Named-object pointing entries

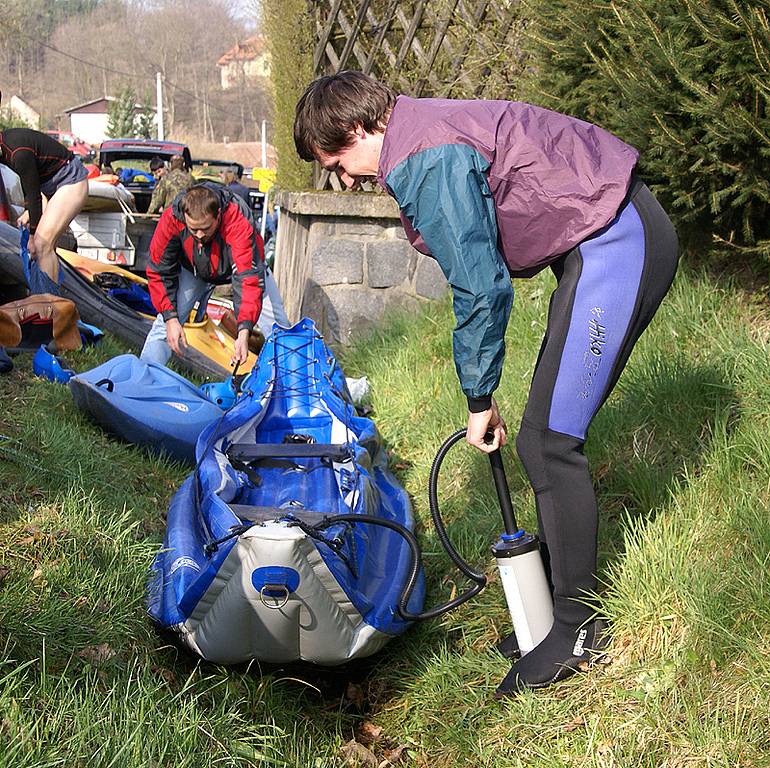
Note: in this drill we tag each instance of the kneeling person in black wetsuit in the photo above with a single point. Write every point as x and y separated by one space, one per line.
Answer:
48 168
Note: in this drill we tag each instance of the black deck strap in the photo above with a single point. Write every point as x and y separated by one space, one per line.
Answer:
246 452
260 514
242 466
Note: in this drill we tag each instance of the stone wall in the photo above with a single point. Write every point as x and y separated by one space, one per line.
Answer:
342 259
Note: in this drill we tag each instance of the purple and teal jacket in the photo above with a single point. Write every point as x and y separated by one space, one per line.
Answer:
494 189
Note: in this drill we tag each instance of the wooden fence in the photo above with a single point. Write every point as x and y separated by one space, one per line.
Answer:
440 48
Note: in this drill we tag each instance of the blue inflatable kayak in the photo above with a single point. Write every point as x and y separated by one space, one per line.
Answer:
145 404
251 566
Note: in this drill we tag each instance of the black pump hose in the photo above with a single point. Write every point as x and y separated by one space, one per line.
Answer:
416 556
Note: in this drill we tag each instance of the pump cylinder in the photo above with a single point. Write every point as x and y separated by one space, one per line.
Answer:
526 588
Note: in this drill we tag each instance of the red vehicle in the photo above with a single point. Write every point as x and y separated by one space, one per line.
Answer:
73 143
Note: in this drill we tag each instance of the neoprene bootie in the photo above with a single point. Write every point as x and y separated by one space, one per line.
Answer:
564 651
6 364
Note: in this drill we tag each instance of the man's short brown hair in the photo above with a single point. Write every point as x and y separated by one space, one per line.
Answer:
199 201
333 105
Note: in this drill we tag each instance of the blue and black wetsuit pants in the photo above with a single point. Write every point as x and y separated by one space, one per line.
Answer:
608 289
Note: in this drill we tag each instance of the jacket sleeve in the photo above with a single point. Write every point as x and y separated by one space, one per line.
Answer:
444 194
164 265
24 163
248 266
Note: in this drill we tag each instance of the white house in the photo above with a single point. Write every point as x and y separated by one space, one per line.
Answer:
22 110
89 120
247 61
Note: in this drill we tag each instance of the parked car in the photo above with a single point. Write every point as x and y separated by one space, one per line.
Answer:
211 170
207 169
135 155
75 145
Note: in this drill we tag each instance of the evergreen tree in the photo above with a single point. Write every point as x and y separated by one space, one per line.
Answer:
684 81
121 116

◆ AIM OF THE TASK
Copy all of the entries above character for character, omitting the pictures.

◆ SOLUTION TO THE PROBLEM
Note: in this drill we tag each instance of the kneeling person in black wetsuit in the photo above with a single point. Write every point as x and y separated by one space, one per line.
Answer:
48 168
Note: in this drill we tag each instance of the black deck strap in the photo above with a single point. Write every point as x and y separated by one space, one per line.
Answer:
246 452
260 514
242 466
Note: in this drill we tag each instance of the stone wall in the photo above with a single point. Write every point as x and y separated by one space, one per line.
Answer:
342 259
Note: in this drill we tag each instance of the purple and teal jacket in the photo above with a single point. Write every point as x and y separated by one space, one per line.
Answer:
494 189
Note: in this drill we tag each instance of the wooden fence in the photo above with a single point. Write every point as x and y separated by one space, one per line.
Answer:
440 48
Note: in this drill we tag each instance of the blue inflatable kayak in the photo above with a single point. Write every point as x and y separated by one space, one per line.
Answer:
145 404
251 566
Note: in this drill we tag each instance of the black pump hose in the photo above with a single point. Write every point as x and y separated by one space, one per line.
Answer:
416 556
Note: in this drill we tag each instance of the pump cylinder in the photo above with a single point. Write every point as x and y separated by one space, one per line.
Answer:
526 588
Note: in this drill we tag each instance of the red vehicle in the photo above with a single point. Write every point as x and y separated by one space, one per line.
Answer:
73 143
Note: in this drill we tag each instance of the neoprene bootie in the photo above with a single point. Write every point as x and y separated by one space, one per line.
Answer:
564 651
6 364
Note: in this drill we tag each instance of the man's short brown hair in the photo above with a single point. Write every point as x and y separated by one space, one per line.
Answer:
199 201
333 105
Note: in this drill we tag each instance of the blue and black wetsuit pants in the photo above with a single point. Write every point as x and y separated by one space, one per line.
Answer:
608 289
Note: in this drill we tag each instance of the jacket sleeve in the photo above with a single point. Write every point as x and y separated by one space, one per line.
Answer:
444 194
164 265
24 163
248 266
Note: in this drill we tag each instance of the white house in the photo above with a single point. Write every point as x and y separated by one space, one per line.
Answer:
22 110
89 120
247 61
Note: in this drill we tag each instance of the parked car in the photo above with a single point. Write every point as x and y separated by one space, one per line.
Answer:
211 170
207 169
135 155
75 145
Note: in this drill we tag each instance of the evergreen tree in the photo above with a single point. Write every point as x and y separated by one space, one per line.
Answer:
684 81
121 116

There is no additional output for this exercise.